Consegna A - Quali studiosi, secondo la voce su Andrea Bonello, hanno messo in dubbio la testimonianza di Luca da Penne che lo vorrebbe patronus fisci di Federico II? Elencali tutti per nome.

Estratto della fonte -

▬▬▬

BONELLO, Andrea (Andreas de Barulo, Andreas Bonellus de Barulo)
Glossatore civilista, fiorì nella scuola napoletana intorno alla metà del secolo XIII. Scarse le notizie accertate sulla sua vita. Era originario di Barletta, come attesta l'appellativo de Barulo che il più delle volte accompagna il nome del Bonello. Fu certamente maestro di diritto nello Studio di Napoli, ma non ci sono elementi per affermare che questo incarico gli sia stato affidato da Federico II sin dalla fondazione dello Studio (1224). La testimonianza di Luca da Penne indica soltanto che il B. teneva cattedra nell'università di Napoli al tempo di Federico, ma questo non legittima la supposizione (Volpicella) che egli vi abbia insegnato sin dalla fondazione. L'altra testimonianza di Luca da Penne - accettata comunemente dagli scrittori - che vorrebbe il B. patronus fisci di Federico II, presente a Capua nel 1220 (Curia capuana) e ispiratore della costituzione Cum concessiones (Lib.Aug. II. 29) che sottoponeva a revisione tutte le concessioni e i privilegi ottenuti in precedenza, è stata messa in dubbio dal Giustiniani seguito dal Savigny e dal Meijers e dai suoi allievi (Iuris interpretes..., p. 152) i quali sospettano che la citazione di Luca debba riguardare piuttosto Andrea di Capua.

▬▬▬

Consegna B - Esprimi tutte le righe dei record qui sotto come lista JSON di stringhe, una stringa per ogni riga, omettendo le righe vuote.

Record forniti -
▬▬▬

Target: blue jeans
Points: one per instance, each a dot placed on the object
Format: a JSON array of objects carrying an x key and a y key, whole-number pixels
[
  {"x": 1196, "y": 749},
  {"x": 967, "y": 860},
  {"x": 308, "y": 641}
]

▬▬▬

Risposta scritta A -
- Giustiniani
- Savigny
- Meijers

Risposta scritta B -
[
  "Target: blue jeans",
  "Points: one per instance, each a dot placed on the object",
  "Format: a JSON array of objects carrying an x key and a y key, whole-number pixels",
  "[",
  "  {\"x\": 1196, \"y\": 749},",
  "  {\"x\": 967, \"y\": 860},",
  "  {\"x\": 308, \"y\": 641}",
  "]"
]